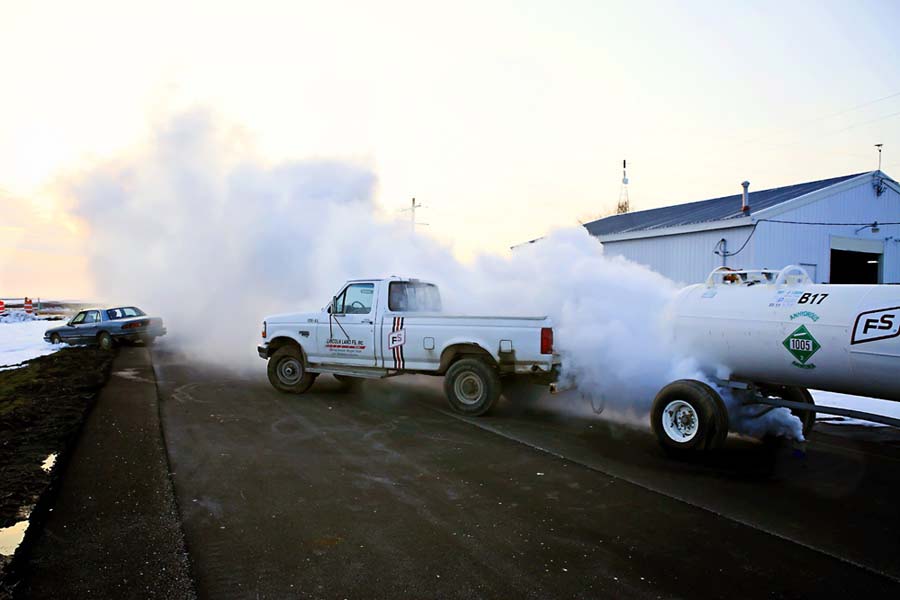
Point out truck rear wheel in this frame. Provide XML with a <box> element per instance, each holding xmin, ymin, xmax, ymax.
<box><xmin>651</xmin><ymin>379</ymin><xmax>728</xmax><ymax>453</ymax></box>
<box><xmin>268</xmin><ymin>347</ymin><xmax>316</xmax><ymax>394</ymax></box>
<box><xmin>445</xmin><ymin>358</ymin><xmax>501</xmax><ymax>416</ymax></box>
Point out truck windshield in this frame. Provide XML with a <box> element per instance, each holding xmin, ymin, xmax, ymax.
<box><xmin>388</xmin><ymin>282</ymin><xmax>442</xmax><ymax>312</ymax></box>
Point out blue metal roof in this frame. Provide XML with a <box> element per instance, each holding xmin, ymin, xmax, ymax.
<box><xmin>584</xmin><ymin>172</ymin><xmax>866</xmax><ymax>237</ymax></box>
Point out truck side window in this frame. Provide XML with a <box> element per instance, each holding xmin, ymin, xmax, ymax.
<box><xmin>389</xmin><ymin>282</ymin><xmax>442</xmax><ymax>312</ymax></box>
<box><xmin>336</xmin><ymin>283</ymin><xmax>375</xmax><ymax>315</ymax></box>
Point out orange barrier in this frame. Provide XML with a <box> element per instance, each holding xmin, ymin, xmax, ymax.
<box><xmin>0</xmin><ymin>299</ymin><xmax>5</xmax><ymax>312</ymax></box>
<box><xmin>24</xmin><ymin>298</ymin><xmax>33</xmax><ymax>314</ymax></box>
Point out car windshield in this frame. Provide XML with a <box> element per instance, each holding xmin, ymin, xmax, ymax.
<box><xmin>388</xmin><ymin>281</ymin><xmax>442</xmax><ymax>312</ymax></box>
<box><xmin>106</xmin><ymin>306</ymin><xmax>146</xmax><ymax>320</ymax></box>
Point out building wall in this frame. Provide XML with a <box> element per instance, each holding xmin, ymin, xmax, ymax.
<box><xmin>598</xmin><ymin>226</ymin><xmax>758</xmax><ymax>286</ymax></box>
<box><xmin>597</xmin><ymin>177</ymin><xmax>900</xmax><ymax>285</ymax></box>
<box><xmin>759</xmin><ymin>178</ymin><xmax>900</xmax><ymax>283</ymax></box>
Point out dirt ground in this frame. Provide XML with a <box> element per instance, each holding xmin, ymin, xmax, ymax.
<box><xmin>0</xmin><ymin>347</ymin><xmax>113</xmax><ymax>592</ymax></box>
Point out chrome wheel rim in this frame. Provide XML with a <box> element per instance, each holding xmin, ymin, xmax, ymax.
<box><xmin>454</xmin><ymin>372</ymin><xmax>484</xmax><ymax>406</ymax></box>
<box><xmin>662</xmin><ymin>400</ymin><xmax>699</xmax><ymax>442</ymax></box>
<box><xmin>99</xmin><ymin>335</ymin><xmax>111</xmax><ymax>350</ymax></box>
<box><xmin>277</xmin><ymin>357</ymin><xmax>303</xmax><ymax>385</ymax></box>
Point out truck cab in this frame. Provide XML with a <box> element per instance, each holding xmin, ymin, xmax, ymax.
<box><xmin>258</xmin><ymin>277</ymin><xmax>558</xmax><ymax>415</ymax></box>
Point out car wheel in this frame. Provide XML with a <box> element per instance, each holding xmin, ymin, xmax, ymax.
<box><xmin>444</xmin><ymin>358</ymin><xmax>501</xmax><ymax>416</ymax></box>
<box><xmin>97</xmin><ymin>331</ymin><xmax>114</xmax><ymax>351</ymax></box>
<box><xmin>50</xmin><ymin>333</ymin><xmax>62</xmax><ymax>345</ymax></box>
<box><xmin>268</xmin><ymin>346</ymin><xmax>317</xmax><ymax>394</ymax></box>
<box><xmin>651</xmin><ymin>379</ymin><xmax>728</xmax><ymax>454</ymax></box>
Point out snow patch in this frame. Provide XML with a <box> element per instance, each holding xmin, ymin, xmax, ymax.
<box><xmin>811</xmin><ymin>390</ymin><xmax>900</xmax><ymax>427</ymax></box>
<box><xmin>0</xmin><ymin>319</ymin><xmax>63</xmax><ymax>367</ymax></box>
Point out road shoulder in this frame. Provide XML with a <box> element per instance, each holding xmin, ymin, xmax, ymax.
<box><xmin>15</xmin><ymin>346</ymin><xmax>195</xmax><ymax>599</ymax></box>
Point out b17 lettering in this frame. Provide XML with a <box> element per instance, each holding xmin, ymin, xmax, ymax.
<box><xmin>798</xmin><ymin>292</ymin><xmax>828</xmax><ymax>305</ymax></box>
<box><xmin>851</xmin><ymin>307</ymin><xmax>900</xmax><ymax>345</ymax></box>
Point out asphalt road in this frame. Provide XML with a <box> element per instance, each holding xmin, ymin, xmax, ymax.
<box><xmin>152</xmin><ymin>348</ymin><xmax>900</xmax><ymax>599</ymax></box>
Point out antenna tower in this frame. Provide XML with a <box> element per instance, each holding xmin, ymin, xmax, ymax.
<box><xmin>616</xmin><ymin>159</ymin><xmax>630</xmax><ymax>214</ymax></box>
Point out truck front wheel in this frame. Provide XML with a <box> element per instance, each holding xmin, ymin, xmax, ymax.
<box><xmin>651</xmin><ymin>379</ymin><xmax>728</xmax><ymax>453</ymax></box>
<box><xmin>444</xmin><ymin>358</ymin><xmax>501</xmax><ymax>416</ymax></box>
<box><xmin>268</xmin><ymin>347</ymin><xmax>317</xmax><ymax>394</ymax></box>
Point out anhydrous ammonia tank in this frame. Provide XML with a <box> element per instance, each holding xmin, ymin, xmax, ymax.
<box><xmin>651</xmin><ymin>266</ymin><xmax>900</xmax><ymax>454</ymax></box>
<box><xmin>670</xmin><ymin>266</ymin><xmax>900</xmax><ymax>402</ymax></box>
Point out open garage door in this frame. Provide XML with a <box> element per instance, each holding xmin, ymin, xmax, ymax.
<box><xmin>830</xmin><ymin>236</ymin><xmax>883</xmax><ymax>284</ymax></box>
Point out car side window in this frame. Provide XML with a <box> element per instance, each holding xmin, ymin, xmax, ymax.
<box><xmin>84</xmin><ymin>311</ymin><xmax>100</xmax><ymax>324</ymax></box>
<box><xmin>123</xmin><ymin>307</ymin><xmax>140</xmax><ymax>317</ymax></box>
<box><xmin>71</xmin><ymin>312</ymin><xmax>87</xmax><ymax>324</ymax></box>
<box><xmin>335</xmin><ymin>283</ymin><xmax>375</xmax><ymax>315</ymax></box>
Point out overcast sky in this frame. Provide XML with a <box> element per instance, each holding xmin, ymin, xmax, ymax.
<box><xmin>2</xmin><ymin>0</ymin><xmax>899</xmax><ymax>297</ymax></box>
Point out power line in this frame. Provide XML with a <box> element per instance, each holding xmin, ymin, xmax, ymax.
<box><xmin>757</xmin><ymin>219</ymin><xmax>900</xmax><ymax>226</ymax></box>
<box><xmin>714</xmin><ymin>217</ymin><xmax>900</xmax><ymax>259</ymax></box>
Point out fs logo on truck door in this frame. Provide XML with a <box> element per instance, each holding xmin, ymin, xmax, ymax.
<box><xmin>851</xmin><ymin>307</ymin><xmax>900</xmax><ymax>345</ymax></box>
<box><xmin>390</xmin><ymin>317</ymin><xmax>406</xmax><ymax>369</ymax></box>
<box><xmin>783</xmin><ymin>325</ymin><xmax>821</xmax><ymax>368</ymax></box>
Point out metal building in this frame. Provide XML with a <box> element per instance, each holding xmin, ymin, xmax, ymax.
<box><xmin>583</xmin><ymin>171</ymin><xmax>900</xmax><ymax>285</ymax></box>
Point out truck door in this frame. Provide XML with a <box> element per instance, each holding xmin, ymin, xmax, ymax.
<box><xmin>317</xmin><ymin>282</ymin><xmax>378</xmax><ymax>368</ymax></box>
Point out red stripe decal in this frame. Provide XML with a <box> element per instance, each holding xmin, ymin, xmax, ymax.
<box><xmin>399</xmin><ymin>317</ymin><xmax>405</xmax><ymax>369</ymax></box>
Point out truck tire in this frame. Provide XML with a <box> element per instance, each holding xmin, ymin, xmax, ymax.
<box><xmin>651</xmin><ymin>379</ymin><xmax>728</xmax><ymax>453</ymax></box>
<box><xmin>445</xmin><ymin>358</ymin><xmax>501</xmax><ymax>416</ymax></box>
<box><xmin>760</xmin><ymin>385</ymin><xmax>816</xmax><ymax>437</ymax></box>
<box><xmin>268</xmin><ymin>346</ymin><xmax>316</xmax><ymax>394</ymax></box>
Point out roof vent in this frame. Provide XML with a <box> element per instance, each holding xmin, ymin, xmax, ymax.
<box><xmin>741</xmin><ymin>181</ymin><xmax>750</xmax><ymax>213</ymax></box>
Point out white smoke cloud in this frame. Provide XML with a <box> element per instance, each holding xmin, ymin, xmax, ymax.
<box><xmin>68</xmin><ymin>109</ymin><xmax>803</xmax><ymax>440</ymax></box>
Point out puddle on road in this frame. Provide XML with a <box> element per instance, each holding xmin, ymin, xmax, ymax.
<box><xmin>113</xmin><ymin>368</ymin><xmax>154</xmax><ymax>383</ymax></box>
<box><xmin>41</xmin><ymin>453</ymin><xmax>57</xmax><ymax>473</ymax></box>
<box><xmin>0</xmin><ymin>520</ymin><xmax>29</xmax><ymax>556</ymax></box>
<box><xmin>1</xmin><ymin>454</ymin><xmax>58</xmax><ymax>558</ymax></box>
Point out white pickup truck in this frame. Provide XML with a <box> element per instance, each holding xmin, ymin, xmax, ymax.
<box><xmin>257</xmin><ymin>277</ymin><xmax>559</xmax><ymax>415</ymax></box>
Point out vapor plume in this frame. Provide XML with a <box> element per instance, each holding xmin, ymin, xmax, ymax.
<box><xmin>68</xmin><ymin>110</ymin><xmax>803</xmax><ymax>440</ymax></box>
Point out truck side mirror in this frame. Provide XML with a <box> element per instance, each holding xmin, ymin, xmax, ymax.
<box><xmin>330</xmin><ymin>296</ymin><xmax>339</xmax><ymax>315</ymax></box>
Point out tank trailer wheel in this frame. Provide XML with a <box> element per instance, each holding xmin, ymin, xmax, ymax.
<box><xmin>759</xmin><ymin>385</ymin><xmax>816</xmax><ymax>437</ymax></box>
<box><xmin>651</xmin><ymin>379</ymin><xmax>728</xmax><ymax>453</ymax></box>
<box><xmin>444</xmin><ymin>358</ymin><xmax>501</xmax><ymax>416</ymax></box>
<box><xmin>268</xmin><ymin>347</ymin><xmax>317</xmax><ymax>394</ymax></box>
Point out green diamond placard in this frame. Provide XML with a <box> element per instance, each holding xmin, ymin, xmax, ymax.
<box><xmin>783</xmin><ymin>325</ymin><xmax>821</xmax><ymax>364</ymax></box>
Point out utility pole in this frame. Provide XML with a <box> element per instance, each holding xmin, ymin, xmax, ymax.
<box><xmin>400</xmin><ymin>197</ymin><xmax>427</xmax><ymax>233</ymax></box>
<box><xmin>616</xmin><ymin>159</ymin><xmax>630</xmax><ymax>214</ymax></box>
<box><xmin>875</xmin><ymin>143</ymin><xmax>883</xmax><ymax>171</ymax></box>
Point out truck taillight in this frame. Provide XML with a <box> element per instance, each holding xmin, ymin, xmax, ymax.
<box><xmin>262</xmin><ymin>321</ymin><xmax>267</xmax><ymax>338</ymax></box>
<box><xmin>540</xmin><ymin>327</ymin><xmax>553</xmax><ymax>355</ymax></box>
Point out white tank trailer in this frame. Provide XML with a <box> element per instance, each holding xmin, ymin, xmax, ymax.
<box><xmin>651</xmin><ymin>265</ymin><xmax>900</xmax><ymax>453</ymax></box>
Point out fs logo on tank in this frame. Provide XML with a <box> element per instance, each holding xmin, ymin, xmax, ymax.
<box><xmin>851</xmin><ymin>307</ymin><xmax>900</xmax><ymax>345</ymax></box>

[TASK DIRECTIONS]:
Starting at the line that contains "Point out white tank", copy each line through the last one in the records, exactly, and output nothing else.

[YOUR SOLUTION]:
Point out white tank trailer in this frame. Provide XML with a <box> element per instance, each holding xmin, ymin, xmax, ymax.
<box><xmin>651</xmin><ymin>265</ymin><xmax>900</xmax><ymax>453</ymax></box>
Point out fs logo on tank in this frame. Provide XML with a <box> element per instance, each holding xmin, ymin, xmax, ymax.
<box><xmin>851</xmin><ymin>307</ymin><xmax>900</xmax><ymax>345</ymax></box>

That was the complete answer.